▶ [INPUT DATA]
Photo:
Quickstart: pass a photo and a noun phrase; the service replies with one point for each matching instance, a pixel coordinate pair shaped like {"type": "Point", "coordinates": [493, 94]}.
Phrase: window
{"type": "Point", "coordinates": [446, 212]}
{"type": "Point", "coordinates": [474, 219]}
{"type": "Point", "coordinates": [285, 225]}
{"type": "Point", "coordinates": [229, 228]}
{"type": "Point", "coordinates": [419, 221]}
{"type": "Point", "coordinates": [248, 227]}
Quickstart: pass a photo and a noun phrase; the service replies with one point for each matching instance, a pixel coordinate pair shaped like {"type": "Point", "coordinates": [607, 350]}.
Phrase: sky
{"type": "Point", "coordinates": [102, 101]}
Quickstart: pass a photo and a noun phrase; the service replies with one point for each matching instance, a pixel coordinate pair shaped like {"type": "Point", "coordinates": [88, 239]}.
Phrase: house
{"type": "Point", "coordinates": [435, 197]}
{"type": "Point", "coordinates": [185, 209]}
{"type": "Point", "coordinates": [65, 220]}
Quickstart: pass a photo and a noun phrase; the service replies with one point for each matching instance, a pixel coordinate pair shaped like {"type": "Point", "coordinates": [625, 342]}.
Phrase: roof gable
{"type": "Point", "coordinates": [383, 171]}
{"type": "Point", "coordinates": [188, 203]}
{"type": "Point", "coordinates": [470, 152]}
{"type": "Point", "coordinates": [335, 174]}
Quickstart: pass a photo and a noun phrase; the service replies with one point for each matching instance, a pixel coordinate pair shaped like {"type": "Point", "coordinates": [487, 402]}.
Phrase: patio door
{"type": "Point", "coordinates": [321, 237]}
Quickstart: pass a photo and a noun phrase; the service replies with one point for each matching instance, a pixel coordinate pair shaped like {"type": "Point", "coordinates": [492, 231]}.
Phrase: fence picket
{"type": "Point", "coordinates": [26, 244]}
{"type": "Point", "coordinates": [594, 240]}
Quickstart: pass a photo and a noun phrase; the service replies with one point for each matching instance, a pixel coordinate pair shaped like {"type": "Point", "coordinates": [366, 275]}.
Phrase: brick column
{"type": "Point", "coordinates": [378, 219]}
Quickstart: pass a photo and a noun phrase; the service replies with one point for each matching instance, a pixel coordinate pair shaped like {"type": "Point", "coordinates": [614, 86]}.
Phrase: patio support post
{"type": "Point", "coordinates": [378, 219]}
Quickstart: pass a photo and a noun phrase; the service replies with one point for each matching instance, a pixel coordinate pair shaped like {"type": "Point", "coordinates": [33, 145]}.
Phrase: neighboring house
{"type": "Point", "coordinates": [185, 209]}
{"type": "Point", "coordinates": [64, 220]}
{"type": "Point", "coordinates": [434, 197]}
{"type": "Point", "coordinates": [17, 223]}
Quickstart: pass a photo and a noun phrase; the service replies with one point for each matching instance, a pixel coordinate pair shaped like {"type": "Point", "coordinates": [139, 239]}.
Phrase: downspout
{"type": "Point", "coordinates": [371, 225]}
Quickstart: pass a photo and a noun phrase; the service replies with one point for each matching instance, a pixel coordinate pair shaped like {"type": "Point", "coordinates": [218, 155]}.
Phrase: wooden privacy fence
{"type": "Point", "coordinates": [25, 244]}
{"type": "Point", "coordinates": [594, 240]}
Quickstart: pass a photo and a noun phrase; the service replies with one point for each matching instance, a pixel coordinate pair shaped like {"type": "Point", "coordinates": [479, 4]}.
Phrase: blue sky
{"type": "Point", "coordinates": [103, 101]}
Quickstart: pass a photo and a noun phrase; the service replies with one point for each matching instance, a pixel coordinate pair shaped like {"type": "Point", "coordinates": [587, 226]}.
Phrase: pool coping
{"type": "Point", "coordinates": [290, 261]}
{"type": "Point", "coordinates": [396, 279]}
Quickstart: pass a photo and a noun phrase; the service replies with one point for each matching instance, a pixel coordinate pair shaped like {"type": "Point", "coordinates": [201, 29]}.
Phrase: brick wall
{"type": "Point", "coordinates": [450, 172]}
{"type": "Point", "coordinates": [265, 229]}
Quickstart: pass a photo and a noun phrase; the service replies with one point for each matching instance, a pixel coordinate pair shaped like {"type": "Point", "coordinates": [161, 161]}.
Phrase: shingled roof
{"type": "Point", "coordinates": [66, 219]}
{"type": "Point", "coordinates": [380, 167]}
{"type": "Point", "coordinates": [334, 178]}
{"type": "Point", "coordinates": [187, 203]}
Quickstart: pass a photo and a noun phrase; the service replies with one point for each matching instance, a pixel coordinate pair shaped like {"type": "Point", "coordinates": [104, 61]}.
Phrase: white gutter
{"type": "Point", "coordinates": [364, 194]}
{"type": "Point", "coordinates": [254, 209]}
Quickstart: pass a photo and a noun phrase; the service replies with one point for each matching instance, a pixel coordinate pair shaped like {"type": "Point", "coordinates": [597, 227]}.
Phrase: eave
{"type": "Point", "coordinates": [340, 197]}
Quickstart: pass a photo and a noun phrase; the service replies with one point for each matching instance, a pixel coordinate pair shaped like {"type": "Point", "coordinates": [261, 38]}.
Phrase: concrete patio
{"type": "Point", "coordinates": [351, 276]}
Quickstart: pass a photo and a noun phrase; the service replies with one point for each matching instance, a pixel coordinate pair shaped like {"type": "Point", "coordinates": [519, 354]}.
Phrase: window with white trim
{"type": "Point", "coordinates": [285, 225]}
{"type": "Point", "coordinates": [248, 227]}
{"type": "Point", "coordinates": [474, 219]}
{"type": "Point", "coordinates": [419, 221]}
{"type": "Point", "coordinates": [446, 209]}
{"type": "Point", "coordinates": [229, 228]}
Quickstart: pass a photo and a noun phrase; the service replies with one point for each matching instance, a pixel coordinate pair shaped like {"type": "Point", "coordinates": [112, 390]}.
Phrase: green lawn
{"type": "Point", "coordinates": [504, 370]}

▶ [PROBLEM DESCRIPTION] Repeat each entry word for word.

▶ [WRITTEN REPLY]
Photo:
Quickstart: pass a photo and a noun phrase; the service replies with one point for each matching instance, a pixel coordinate pair shaped like {"type": "Point", "coordinates": [493, 94]}.
Phrase: window
{"type": "Point", "coordinates": [446, 212]}
{"type": "Point", "coordinates": [474, 219]}
{"type": "Point", "coordinates": [285, 225]}
{"type": "Point", "coordinates": [229, 228]}
{"type": "Point", "coordinates": [419, 221]}
{"type": "Point", "coordinates": [248, 227]}
Quickstart: pass a photo and a noun phrase; the service replies with one point for each matching instance, a pixel coordinate pair shaped like {"type": "Point", "coordinates": [607, 350]}.
Phrase: sky
{"type": "Point", "coordinates": [102, 101]}
Quickstart: pass a photo and a noun phrase; the service replies with one point for each matching instance, a pixel coordinate pair shaped like {"type": "Point", "coordinates": [88, 239]}.
Phrase: house
{"type": "Point", "coordinates": [435, 197]}
{"type": "Point", "coordinates": [185, 209]}
{"type": "Point", "coordinates": [65, 220]}
Quickstart: pass a photo and a noun phrase; the service replies with one point for each matching instance, a pixel coordinate pair shaped like {"type": "Point", "coordinates": [625, 342]}.
Phrase: roof gable
{"type": "Point", "coordinates": [383, 171]}
{"type": "Point", "coordinates": [188, 203]}
{"type": "Point", "coordinates": [470, 152]}
{"type": "Point", "coordinates": [335, 174]}
Quickstart: pass a photo and a noun phrase; the service replies with one point for each matching instance, a pixel coordinate pair shaped like {"type": "Point", "coordinates": [487, 402]}.
Phrase: patio door
{"type": "Point", "coordinates": [321, 237]}
Quickstart: pass a photo and a noun phrase; the service replies with one point for each matching instance, a pixel coordinate pair shaped like {"type": "Point", "coordinates": [492, 231]}.
Phrase: fence picket
{"type": "Point", "coordinates": [26, 244]}
{"type": "Point", "coordinates": [594, 240]}
Quickstart: pass a photo and a noun phrase; the service replies with one point for each matching instance, a pixel coordinate pair shaped like {"type": "Point", "coordinates": [366, 275]}.
Phrase: brick column
{"type": "Point", "coordinates": [378, 219]}
Quickstart: pass a photo and a noun phrase; the service replies with one point for each matching instance, a pixel coordinate pair shaped like {"type": "Point", "coordinates": [614, 86]}.
Phrase: patio support post
{"type": "Point", "coordinates": [378, 219]}
Quickstart: pass a photo and a noun phrase; the service replies with one point for each matching instance, a pixel coordinate pair shaped like {"type": "Point", "coordinates": [33, 145]}.
Phrase: neighboring house
{"type": "Point", "coordinates": [185, 209]}
{"type": "Point", "coordinates": [64, 220]}
{"type": "Point", "coordinates": [434, 197]}
{"type": "Point", "coordinates": [17, 223]}
Quickstart: pass a photo and a noun phrase; the service replies with one point for each matching instance, a pixel coordinate pair shaped like {"type": "Point", "coordinates": [139, 239]}.
Phrase: downspout
{"type": "Point", "coordinates": [371, 225]}
Quickstart: pass a photo and a noun phrase; the service replies with one point for each matching instance, a pixel coordinate pair shaped like {"type": "Point", "coordinates": [218, 155]}.
Phrase: wooden privacy fence
{"type": "Point", "coordinates": [25, 244]}
{"type": "Point", "coordinates": [594, 240]}
Quickstart: pass a photo and a noun phrase; the service replies with one point for each matching instance, a pixel coordinate pair shaped like {"type": "Point", "coordinates": [479, 4]}.
Phrase: blue sky
{"type": "Point", "coordinates": [103, 101]}
Quickstart: pass a photo and a noun phrase; the service replies with one point for each matching instance, a pixel coordinate pair shaped like {"type": "Point", "coordinates": [587, 226]}.
Phrase: pool coping
{"type": "Point", "coordinates": [290, 261]}
{"type": "Point", "coordinates": [396, 279]}
Quickstart: pass a photo and a noun phrase; the service replies with one point for each matching instance, a pixel coordinate pair shaped like {"type": "Point", "coordinates": [201, 29]}.
Phrase: brick wall
{"type": "Point", "coordinates": [450, 172]}
{"type": "Point", "coordinates": [265, 229]}
Quickstart: pass a photo and a noun phrase; the service replies with one point for each matching instance, a pixel coordinate pair shaped like {"type": "Point", "coordinates": [161, 161]}.
Phrase: shingled roof
{"type": "Point", "coordinates": [66, 219]}
{"type": "Point", "coordinates": [380, 167]}
{"type": "Point", "coordinates": [334, 178]}
{"type": "Point", "coordinates": [187, 203]}
Quickstart: pass a photo and a noun phrase; the service replies with one point for each matching instance, a pixel coordinate pair shaped like {"type": "Point", "coordinates": [104, 61]}.
Phrase: white gutter
{"type": "Point", "coordinates": [364, 194]}
{"type": "Point", "coordinates": [254, 209]}
Quickstart: pass a photo and a noun phrase; the service replies with one point for each matching instance, a pixel coordinate pair shaped like {"type": "Point", "coordinates": [597, 227]}.
Phrase: eave
{"type": "Point", "coordinates": [340, 197]}
Quickstart: pass a photo and a noun phrase; the service replies with one point for each matching instance, a pixel coordinate pair shaped like {"type": "Point", "coordinates": [261, 38]}.
Phrase: concrete patio
{"type": "Point", "coordinates": [351, 276]}
Quickstart: pass a photo and a noun phrase; the service replies with one point for each matching instance, a pixel coordinate pair shaped like {"type": "Point", "coordinates": [519, 354]}.
Phrase: window with white trim
{"type": "Point", "coordinates": [285, 225]}
{"type": "Point", "coordinates": [248, 227]}
{"type": "Point", "coordinates": [474, 219]}
{"type": "Point", "coordinates": [419, 221]}
{"type": "Point", "coordinates": [446, 209]}
{"type": "Point", "coordinates": [229, 228]}
Quickstart: pass a photo and a noun phrase; the service replies with one point for each matching instance, a pixel coordinate pair shaped like {"type": "Point", "coordinates": [112, 390]}.
Phrase: green lawn
{"type": "Point", "coordinates": [504, 370]}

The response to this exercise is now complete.